** EXERCISE **
Pick the lines holding the string "cloud" out of the records and copy them.

· · · ·

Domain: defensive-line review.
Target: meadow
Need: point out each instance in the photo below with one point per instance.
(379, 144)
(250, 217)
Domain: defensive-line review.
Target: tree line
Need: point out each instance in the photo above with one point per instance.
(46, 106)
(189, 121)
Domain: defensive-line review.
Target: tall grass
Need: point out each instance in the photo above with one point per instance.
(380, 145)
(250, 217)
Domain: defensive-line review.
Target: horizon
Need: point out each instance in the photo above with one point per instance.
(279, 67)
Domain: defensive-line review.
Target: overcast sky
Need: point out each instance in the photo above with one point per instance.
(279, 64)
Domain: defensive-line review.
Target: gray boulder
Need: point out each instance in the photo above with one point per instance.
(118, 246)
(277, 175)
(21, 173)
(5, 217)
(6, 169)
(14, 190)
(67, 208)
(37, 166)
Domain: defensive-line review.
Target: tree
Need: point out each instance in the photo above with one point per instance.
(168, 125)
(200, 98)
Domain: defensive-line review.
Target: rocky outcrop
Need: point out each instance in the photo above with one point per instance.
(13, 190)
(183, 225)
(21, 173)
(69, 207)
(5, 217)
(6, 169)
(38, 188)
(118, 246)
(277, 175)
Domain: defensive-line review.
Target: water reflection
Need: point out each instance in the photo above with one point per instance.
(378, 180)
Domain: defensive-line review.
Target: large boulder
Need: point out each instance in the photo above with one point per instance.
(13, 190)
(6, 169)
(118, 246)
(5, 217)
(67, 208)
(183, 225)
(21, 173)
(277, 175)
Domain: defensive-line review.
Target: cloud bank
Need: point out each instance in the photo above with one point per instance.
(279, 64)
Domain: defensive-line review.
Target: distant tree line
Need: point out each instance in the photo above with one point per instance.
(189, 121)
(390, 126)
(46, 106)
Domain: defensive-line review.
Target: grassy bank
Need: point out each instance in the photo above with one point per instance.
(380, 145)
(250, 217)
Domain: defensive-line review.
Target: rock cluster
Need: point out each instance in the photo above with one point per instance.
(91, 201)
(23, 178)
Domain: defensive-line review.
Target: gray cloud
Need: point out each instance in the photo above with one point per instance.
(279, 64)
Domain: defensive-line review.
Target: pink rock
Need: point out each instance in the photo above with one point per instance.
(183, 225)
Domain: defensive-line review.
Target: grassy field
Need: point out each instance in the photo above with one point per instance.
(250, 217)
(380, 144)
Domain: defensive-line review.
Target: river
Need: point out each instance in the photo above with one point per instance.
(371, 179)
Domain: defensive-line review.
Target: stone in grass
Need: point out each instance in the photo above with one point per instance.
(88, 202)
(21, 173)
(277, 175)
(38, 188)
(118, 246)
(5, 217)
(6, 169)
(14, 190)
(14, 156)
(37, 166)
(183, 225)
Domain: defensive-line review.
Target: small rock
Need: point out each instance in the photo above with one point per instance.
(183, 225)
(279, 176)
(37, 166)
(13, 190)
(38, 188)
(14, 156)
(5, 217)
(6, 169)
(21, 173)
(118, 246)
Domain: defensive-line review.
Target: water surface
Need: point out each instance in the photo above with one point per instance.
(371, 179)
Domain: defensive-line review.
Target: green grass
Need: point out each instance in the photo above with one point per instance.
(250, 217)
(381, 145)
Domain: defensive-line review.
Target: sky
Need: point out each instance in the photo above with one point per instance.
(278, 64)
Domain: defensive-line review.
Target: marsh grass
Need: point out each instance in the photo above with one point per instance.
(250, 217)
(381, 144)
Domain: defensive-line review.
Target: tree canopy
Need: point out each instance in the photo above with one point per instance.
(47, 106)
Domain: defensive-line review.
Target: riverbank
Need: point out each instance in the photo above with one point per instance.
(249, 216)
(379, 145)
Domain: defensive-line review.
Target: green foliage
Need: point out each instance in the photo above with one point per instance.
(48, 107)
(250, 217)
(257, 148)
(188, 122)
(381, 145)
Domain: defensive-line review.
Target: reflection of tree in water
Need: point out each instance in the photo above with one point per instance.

· · · ·

** RESPONSE **
Target: cloud bank
Target: gray cloud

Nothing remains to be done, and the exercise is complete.